■ REQUIRED TASK
Reproduce the following records exactly from the line containing "of the baseboard." onward, ending with the last line and including it.

Excerpts of location labeling data:
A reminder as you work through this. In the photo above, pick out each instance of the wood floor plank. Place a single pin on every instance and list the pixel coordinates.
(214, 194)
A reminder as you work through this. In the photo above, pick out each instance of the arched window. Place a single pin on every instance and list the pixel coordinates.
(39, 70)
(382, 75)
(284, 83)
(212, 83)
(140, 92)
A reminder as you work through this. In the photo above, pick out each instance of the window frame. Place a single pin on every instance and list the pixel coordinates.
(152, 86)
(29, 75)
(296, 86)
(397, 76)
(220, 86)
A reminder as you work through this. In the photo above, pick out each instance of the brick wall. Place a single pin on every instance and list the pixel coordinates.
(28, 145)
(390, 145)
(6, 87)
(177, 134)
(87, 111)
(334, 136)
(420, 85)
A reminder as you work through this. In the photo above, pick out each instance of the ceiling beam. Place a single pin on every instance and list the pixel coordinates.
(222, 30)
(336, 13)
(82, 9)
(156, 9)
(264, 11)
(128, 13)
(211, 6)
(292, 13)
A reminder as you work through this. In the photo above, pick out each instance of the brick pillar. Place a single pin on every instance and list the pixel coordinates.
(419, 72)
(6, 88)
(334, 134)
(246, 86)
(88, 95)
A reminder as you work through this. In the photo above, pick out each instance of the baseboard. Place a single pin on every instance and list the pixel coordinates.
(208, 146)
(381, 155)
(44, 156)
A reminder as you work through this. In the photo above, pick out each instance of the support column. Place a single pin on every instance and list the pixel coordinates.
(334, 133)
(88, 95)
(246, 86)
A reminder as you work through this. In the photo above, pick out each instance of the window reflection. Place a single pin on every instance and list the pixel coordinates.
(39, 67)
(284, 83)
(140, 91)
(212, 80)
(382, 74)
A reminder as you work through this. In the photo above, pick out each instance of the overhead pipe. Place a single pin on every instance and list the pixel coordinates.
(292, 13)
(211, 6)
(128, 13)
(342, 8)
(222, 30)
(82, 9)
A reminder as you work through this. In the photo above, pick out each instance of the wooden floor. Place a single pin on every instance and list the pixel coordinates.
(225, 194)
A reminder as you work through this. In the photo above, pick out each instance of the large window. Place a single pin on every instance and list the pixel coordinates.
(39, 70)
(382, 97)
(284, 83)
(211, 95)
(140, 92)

■ TASK SOLUTION
A reminder as you work through this. In the photo above, pick out each instance of the baseboard. Place a single pin on every instance and list the pixel coordinates.
(208, 146)
(381, 155)
(44, 156)
A reminder as you work through this. In the photo above, pick out each instance of the support column. Place a single pin on every instance and list the pixel coordinates.
(334, 133)
(88, 95)
(246, 86)
A reminder as you work through this. In the photo above, pick out each instance of the window reflection. Place a single pin on every instance and list the pixel coordinates.
(39, 67)
(284, 83)
(140, 91)
(212, 80)
(382, 74)
A reminder as you work through this. In the photo above, pick out each instance of the overhead pipe. Place a single pin on every instance and list the pixel coordinates.
(292, 13)
(211, 6)
(128, 13)
(342, 8)
(222, 30)
(82, 9)
A reminder as you work through this. In the photo above, pick out each instance of the wooden floor. Place a single pin on every instance and list the pixel coordinates.
(225, 194)
A reminder as you work through this. In the photo above, pick out each instance of the large window. Place a single pin on every instance and list the pixel coordinates.
(39, 70)
(382, 97)
(284, 83)
(211, 95)
(140, 92)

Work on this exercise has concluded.